◆ ARTICLE ◆
Implementing Idempotent Event Handlers in Haskell Driven by BDD and DynamoDB Conditional Writes

Distributed Systems

Word Count: 2.3k

Read Times: 14 Min

The system began dropping acknowledgements under load. Our event consumer, designed for at-least-once delivery from a Kafka topic, started retrying messages against a third-party payment API. The result was predictable and unacceptable: duplicate financial transactions. This forced a hard stop and an immediate design review. The core requirement that emerged was not just desirable but business-critical: our event processing handlers must be strictly idempotent. Any given event, identified by a unique key, must be processed to completion exactly once, regardless of how many times the handler receives it.

Our initial whiteboard sketch involved a simple SQL table to track processed event IDs. A SELECT followed by an INSERT inside a transaction seemed viable. However, our stack was evolving. We were committed to Haskell for its compile-time guarantees in mission-critical code, and DynamoDB was our strategic choice for scalable, low-latency data storage. A traditional relational database felt like a step backward. The challenge became how to implement a robust, lock-free idempotency mechanism using the specific capabilities of this stack.

The decision to stick with Haskell was straightforward. For a financial process, modeling states like Processing, Completed, and Failed within a rigid type system eliminates an entire category of runtime errors. The compiler becomes your first line of defense against invalid state transitions.

DynamoDB was chosen not just for its performance characteristics, but for one specific feature: Conditional Writes. The ability to execute a PutItem or UpdateItem operation that only succeeds if a specific condition on the item is met—atomically, on the server side—is the perfect primitive for this problem. It allows for an atomic “check-and-set” operation, sidestepping the classic read-modify-write race condition that would otherwise require pessimistic locking or complex application-level logic.

Finally, we adopted Behavior-Driven Development (BDD). The logic for idempotency is subtle. It’s not a binary “it works” or “it doesn’t.” It’s a collection of behaviors. What happens on the first call? What happens on a second, immediate call? What if a call fails partway through and is retried? How are concurrent requests for the same event handled? Using Gherkin syntax with the hspec-gherkin library allowed us to specify these scenarios in plain English, get sign-off from stakeholders, and then write tests that directly mirror this expected behavior.

The project structure was set up using stack. The key dependencies in our package.yaml are:

# package.yaml
# ...
dependencies:
- base >= 4.7 && < 5
- aeson
- amazonka
- amazonka-dynamodb
- bytestring
- hspec
- hspec-gherkin
- lens
- text
- unordered-containers
- uuid
- mtl

Our first step was to model the domain. Haskell’s algebraic data types are exceptionally well-suited for this. We defined the event payload, its unique identifier, and the possible states of its processing lifecycle.

-- src/Domain.hs
{-# LANGUAGE DeriveGeneric #-}
{-# LANGUAGE OverloadedStrings #-}

module Domain where

import Data.Aeson (FromJSON, ToJSON)

◆ YOUR GOAL ◆
Can you continue the article on idempotent event handlers in Haskell from the point where it stops?

◆ GIVEN DATA ◆
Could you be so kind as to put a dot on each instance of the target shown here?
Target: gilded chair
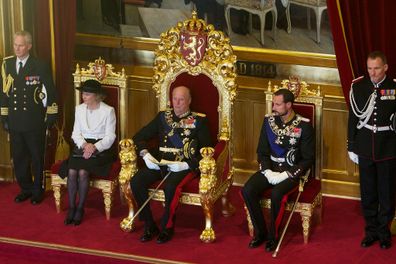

◆ RIGHT ANSWER ◆
import Data.Text (Text)
import Data.Time (UTCTime)
import GHC.Generics (Generic)
import Data.UUID (UUID)

newtype EventId = EventId { unEventId :: UUID }
  deriving (Show, Eq, Generic)

instance ToJSON EventId
instance FromJSON EventId

data PaymentDetails = PaymentDetails
  { accountFrom :: Text
  , accountTo   :: Text
  , amount      :: Int
  } deriving (Show, Eq, Generic)

instance ToJSON PaymentDetails
instance FromJSON PaymentDetails

data PaymentEvent = PaymentEvent
  { eventId   :: EventId
  , payload   :: PaymentDetails
  , timestamp :: UTCTime
  } deriving (Show, Eq, Generic)

instance ToJSON PaymentEvent
instance FromJSON PaymentEvent

-- Represents the state of processing for an idempotency key.
data ProcessingState = Pending | Completed | Failed
  deriving (Show, Eq, Enum, Bounded, Generic)

-- For converting to/from DynamoDB attribute values
instance ToJSON ProcessingState where
instance FromJSON ProcessingState

-- Represents the record we store in DynamoDB for idempotency tracking.
data IdempotencyRecord = IdempotencyRecord
  { recordId      :: Text -- Partition Key, e.g., "IDEMPOTENCY#<event-id>"
  , state         :: ProcessingState
  , lastUpdated   :: UTCTime
  , ttl           :: Integer -- DynamoDB TTL attribute (Unix epoch seconds)
  } deriving (Show, Eq, Generic)

instance ToJSON IdempotencyRecord
instance FromJSON IdempotencyRecord

With the types defined, we wrote the behavior specification before writing any implementation code. This is the core of the BDD cycle.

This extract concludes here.